**Texte fourni**
++++++++++++++++++++
Dans des rapports privés au Conseil national de sécurité, le Bureau diplomatique pour l’Amérique latine et les Caraïbes se vanta d’avoir « étouffé dans l’œuf » des articles qui contredisaient la position de l’administration Reagan sur le Nicaragua en utilisant des tactiques incluant l’intimidation et la diffamation de journalistes. Puisant dans les 400000 dollars de contributions privées, il finança des organisations comme Exactitude dans les médias, organisation de droite qui attaquait vigoureusement les journalistes hostiles à la politique étrangère du président Reagan. En juillet 1985, le Bureau diplomatique contribua à répandre une rumeur selon laquelle certains journalistes américains avaient bénéficié des faveurs gracieuses de prostituées sandinistes en échange de leurs articles complaisants vis-à-vis du régime.
++++++++++++++++++++
**Données fournies**
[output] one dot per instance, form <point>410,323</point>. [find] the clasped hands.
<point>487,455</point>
++++++++++++++++++++
**Consigne**
Transcrivez sans rien changer le passage du texte fourni qui commence aux mots « Dans des rapports » et s'arrête après « vis-à-vis du régime. ».

**Bonne réponse**
Dans des rapports privés au Conseil national de sécurité, le Bureau diplomatique pour l’Amérique latine et les Caraïbes se vanta d’avoir « étouffé dans l’œuf » des articles qui contredisaient la position de l’administration Reagan sur le Nicaragua en utilisant des tactiques incluant l’intimidation et la diffamation de journalistes. Puisant dans les 400000 dollars de contributions privées, il finança des organisations comme Exactitude dans les médias, organisation de droite qui attaquait vigoureusement les journalistes hostiles à la politique étrangère du président Reagan. En juillet 1985, le Bureau diplomatique contribua à répandre une rumeur selon laquelle certains journalistes américains avaient bénéficié des faveurs gracieuses de prostituées sandinistes en échange de leurs articles complaisants vis-à-vis du régime.